Could you render the lines below as a numbered list, with blank lines and pictures left out?

#### PROVIDED INFORMATION

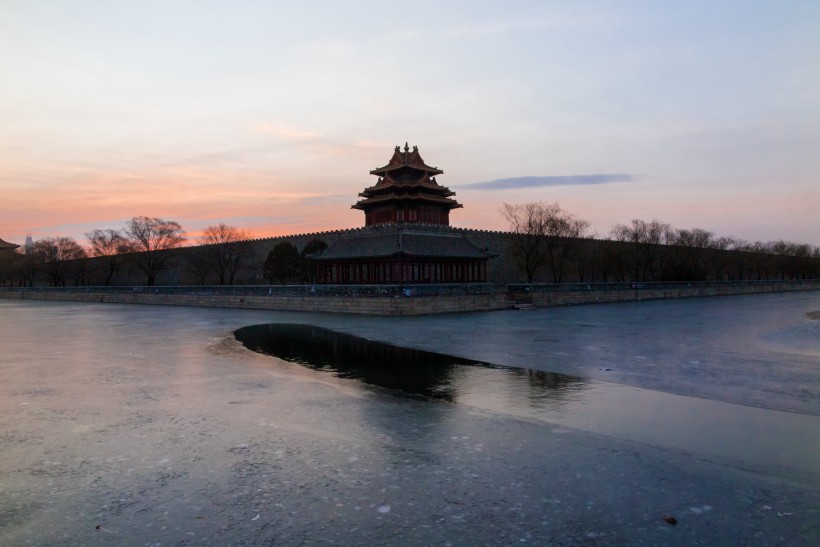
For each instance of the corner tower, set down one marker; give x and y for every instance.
(406, 192)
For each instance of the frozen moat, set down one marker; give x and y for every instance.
(134, 425)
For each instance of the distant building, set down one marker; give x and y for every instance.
(407, 236)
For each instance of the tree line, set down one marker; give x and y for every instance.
(545, 243)
(146, 248)
(551, 244)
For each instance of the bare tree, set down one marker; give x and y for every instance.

########

### PROBLEM SOLUTION
1. For each instance of the corner tower, set down one marker; give x and y for every instance.
2. (406, 192)
3. For each instance of the frozen moat, set down one marker; give x and y for every instance.
4. (134, 425)
5. For each instance of the distant building, set down one marker; give x and y for every instance.
6. (407, 236)
7. For each instance of the tree line, set down one marker; give x and y for every instance.
8. (545, 243)
9. (146, 248)
10. (551, 244)
11. For each instance of the bare tree, set down one marker; give x and y for every instance.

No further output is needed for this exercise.